Saved data entries:
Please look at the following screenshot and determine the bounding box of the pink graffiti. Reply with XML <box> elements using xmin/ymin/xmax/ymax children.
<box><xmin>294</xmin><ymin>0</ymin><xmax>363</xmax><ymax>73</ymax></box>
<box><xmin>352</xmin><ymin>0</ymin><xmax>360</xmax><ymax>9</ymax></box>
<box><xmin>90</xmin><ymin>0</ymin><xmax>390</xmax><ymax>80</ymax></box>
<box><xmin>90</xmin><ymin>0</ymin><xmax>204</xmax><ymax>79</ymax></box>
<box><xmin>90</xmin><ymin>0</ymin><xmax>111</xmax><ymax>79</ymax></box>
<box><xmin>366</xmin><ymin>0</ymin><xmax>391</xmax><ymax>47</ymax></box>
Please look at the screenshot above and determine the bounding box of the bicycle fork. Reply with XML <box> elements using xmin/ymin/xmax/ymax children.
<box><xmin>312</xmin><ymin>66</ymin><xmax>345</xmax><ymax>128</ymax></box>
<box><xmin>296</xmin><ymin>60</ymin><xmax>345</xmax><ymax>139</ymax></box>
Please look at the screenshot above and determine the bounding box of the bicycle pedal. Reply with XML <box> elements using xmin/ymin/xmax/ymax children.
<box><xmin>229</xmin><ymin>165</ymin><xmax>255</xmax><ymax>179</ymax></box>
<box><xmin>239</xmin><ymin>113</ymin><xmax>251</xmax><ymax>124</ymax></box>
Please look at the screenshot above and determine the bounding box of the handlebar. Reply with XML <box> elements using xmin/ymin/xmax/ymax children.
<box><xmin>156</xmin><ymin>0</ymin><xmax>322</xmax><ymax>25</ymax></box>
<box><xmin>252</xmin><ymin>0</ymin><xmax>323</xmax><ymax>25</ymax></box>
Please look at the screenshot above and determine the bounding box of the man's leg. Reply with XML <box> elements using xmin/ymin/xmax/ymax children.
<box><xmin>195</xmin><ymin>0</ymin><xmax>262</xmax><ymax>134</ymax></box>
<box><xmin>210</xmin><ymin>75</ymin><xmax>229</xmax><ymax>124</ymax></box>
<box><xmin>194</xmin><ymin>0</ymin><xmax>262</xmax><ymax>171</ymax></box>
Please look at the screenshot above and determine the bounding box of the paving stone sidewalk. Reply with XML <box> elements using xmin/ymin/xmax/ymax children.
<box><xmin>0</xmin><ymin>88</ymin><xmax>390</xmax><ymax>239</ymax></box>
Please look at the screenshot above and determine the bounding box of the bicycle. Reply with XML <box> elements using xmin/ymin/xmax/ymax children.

» **Directions for this task**
Copy each line of the data exactly, leaving nothing out.

» **Reply**
Please look at the following screenshot and determine the bounding box of the pink graffiti. Reply with XML <box> elements using xmin/ymin/xmax/ymax children.
<box><xmin>294</xmin><ymin>0</ymin><xmax>363</xmax><ymax>73</ymax></box>
<box><xmin>352</xmin><ymin>0</ymin><xmax>360</xmax><ymax>9</ymax></box>
<box><xmin>90</xmin><ymin>0</ymin><xmax>390</xmax><ymax>80</ymax></box>
<box><xmin>90</xmin><ymin>0</ymin><xmax>204</xmax><ymax>79</ymax></box>
<box><xmin>90</xmin><ymin>0</ymin><xmax>111</xmax><ymax>79</ymax></box>
<box><xmin>366</xmin><ymin>0</ymin><xmax>391</xmax><ymax>47</ymax></box>
Please look at the screenshot above and determine the bounding box of the bicycle fork. Reply with XML <box> elements using xmin/ymin/xmax/ymax children.
<box><xmin>312</xmin><ymin>66</ymin><xmax>345</xmax><ymax>128</ymax></box>
<box><xmin>296</xmin><ymin>60</ymin><xmax>345</xmax><ymax>139</ymax></box>
Please look at the screenshot above and determine the bounding box of the bicycle pedal. Reply with XML <box> elements using xmin/ymin/xmax/ymax children.
<box><xmin>229</xmin><ymin>165</ymin><xmax>255</xmax><ymax>179</ymax></box>
<box><xmin>239</xmin><ymin>113</ymin><xmax>251</xmax><ymax>124</ymax></box>
Please look at the screenshot above and determine the bounding box of the handlebar. Reply with XML <box> elements using xmin/ymin/xmax/ymax children.
<box><xmin>156</xmin><ymin>0</ymin><xmax>322</xmax><ymax>25</ymax></box>
<box><xmin>252</xmin><ymin>0</ymin><xmax>323</xmax><ymax>25</ymax></box>
Please look at the screenshot above and determine the bounding box of the man's leg. Reply with XML <box> elements using xmin/ymin/xmax/ymax children.
<box><xmin>195</xmin><ymin>0</ymin><xmax>262</xmax><ymax>134</ymax></box>
<box><xmin>210</xmin><ymin>75</ymin><xmax>229</xmax><ymax>124</ymax></box>
<box><xmin>194</xmin><ymin>0</ymin><xmax>262</xmax><ymax>171</ymax></box>
Please look at the screenshot above and determine the bounding box of the paving stone sidewalk. Reply with XML <box> elements using xmin/ymin/xmax/ymax children.
<box><xmin>0</xmin><ymin>88</ymin><xmax>390</xmax><ymax>239</ymax></box>
Please look at the screenshot above and determine the bounding box of the bicycle. Reply with XML <box> elements using xmin/ymin/xmax/ymax children.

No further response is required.